VINCENNES, Ind. (WTWO/WAWV) -Two women were murdered in Vincennes two years apart. A clue left at each crime scene linked the cases.
Brook Baker was a 19-year-old Vincennes University college student.
“She had a lot of friends, a lot of relationships,” Vincennes Police Chief Bob Dunham, who helped investigate the case said.
She hoped to perhaps one day be a journalist.
But in September of 1997, she was found dead in her off-campus home.
“When the uniformed officers arrived and discovered Brook, they realized they had a homicide,” former Knox County Chief Deputy Prosecutor Hal Johnston noted.
Brook was raped and stabbed 11 times.
“She fought for her life,” Johnston stated. “The last moments on this earth were horrific for her, but she put up a hell of a fight.”
Johnston recalled a clue at Brook’s home: Water running in the bathtub.
“There had been towels and other material thrown in that made it look like somebody had tried to clean-up,” according to Johnston.
Police spent two years looking into the case, they even traveled to other states collecting DNA samples, but still no arrest.
It was not until 1999 that investigators got the break they needed. Unfortunately, another young woman, Erika Norman, was attacked, but this time her body was missing.
“She was a real good student. A real nice kid,” said Johnston.
“The apartment was in such disarray with blood swipes on walls and stuff,” Dunham remembered. “That I knew a violent crime had occurred.”
And there was a clue that connected Erika’s disappearance to the Brook Baker case: Water running in the bathtub.
“I called Greg Winkler with ISP and told him, I said, we got another one. It was just an eerie feeling,” Dunham remarked.
Erika was last seen with a man named Brian Jones who also lived in Vincennes.
“Ran a criminal history check, nothing on him,” Johnston mentioned. “No reason at this point to really say that he’s somehow guilty. We just need to interview him and see what he says.”

* _Exercise 1_
According to the Vincennes murders article, what clue was found at both crime scenes?
* _Exercise 2_
Reproduce the passage of the Vincennes murders article starting with "Brook Baker was" and going on through "the case said.".

* _Information provided_
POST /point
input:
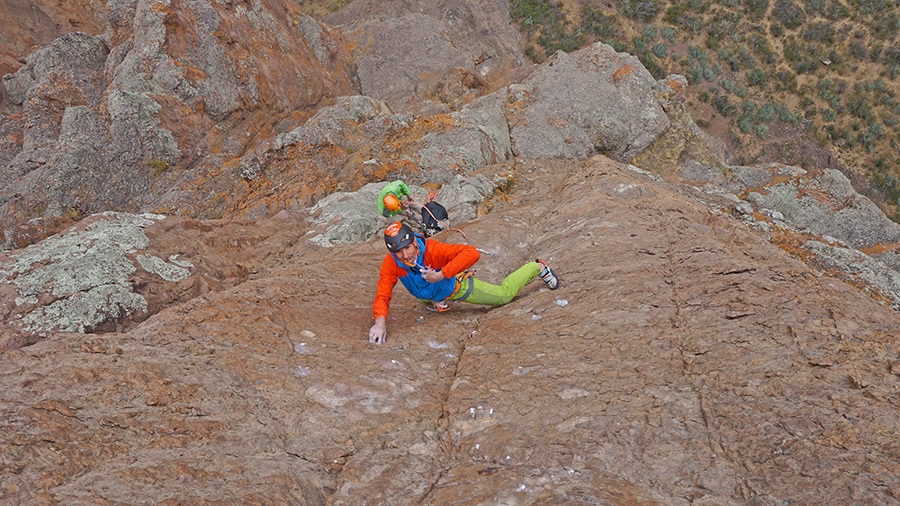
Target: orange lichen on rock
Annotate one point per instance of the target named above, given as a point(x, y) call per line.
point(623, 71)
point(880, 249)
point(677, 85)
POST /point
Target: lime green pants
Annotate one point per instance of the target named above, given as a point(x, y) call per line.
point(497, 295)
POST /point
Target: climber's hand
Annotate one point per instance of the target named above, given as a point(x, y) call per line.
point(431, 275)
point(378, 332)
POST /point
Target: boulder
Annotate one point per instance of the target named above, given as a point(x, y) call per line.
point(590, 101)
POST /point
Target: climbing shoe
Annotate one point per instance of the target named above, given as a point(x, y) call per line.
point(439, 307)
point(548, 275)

==

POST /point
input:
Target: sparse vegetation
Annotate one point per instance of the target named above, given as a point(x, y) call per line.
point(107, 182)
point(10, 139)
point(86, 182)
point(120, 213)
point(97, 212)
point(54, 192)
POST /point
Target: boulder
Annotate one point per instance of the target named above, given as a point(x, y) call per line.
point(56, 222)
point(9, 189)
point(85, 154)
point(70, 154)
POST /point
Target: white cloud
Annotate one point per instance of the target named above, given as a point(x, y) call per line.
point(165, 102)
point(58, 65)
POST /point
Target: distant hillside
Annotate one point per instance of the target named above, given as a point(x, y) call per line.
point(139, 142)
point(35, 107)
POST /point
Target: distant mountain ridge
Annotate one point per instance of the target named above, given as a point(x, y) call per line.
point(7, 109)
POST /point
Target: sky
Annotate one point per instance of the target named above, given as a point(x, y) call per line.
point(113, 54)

* * *

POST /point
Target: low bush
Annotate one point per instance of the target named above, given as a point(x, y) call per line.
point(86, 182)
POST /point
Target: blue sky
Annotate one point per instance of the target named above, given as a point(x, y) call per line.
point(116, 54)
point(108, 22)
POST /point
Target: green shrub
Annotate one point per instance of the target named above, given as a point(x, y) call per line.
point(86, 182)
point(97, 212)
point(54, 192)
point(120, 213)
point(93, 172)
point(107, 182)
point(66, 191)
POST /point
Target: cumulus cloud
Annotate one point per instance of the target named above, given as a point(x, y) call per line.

* _Answer section 1_
Water was running in the bathtub.

* _Answer section 2_
Brook Baker was a 19-year-old Vincennes University college student.
“She had a lot of friends, a lot of relationships,” Vincennes Police Chief Bob Dunham, who helped investigate the case said.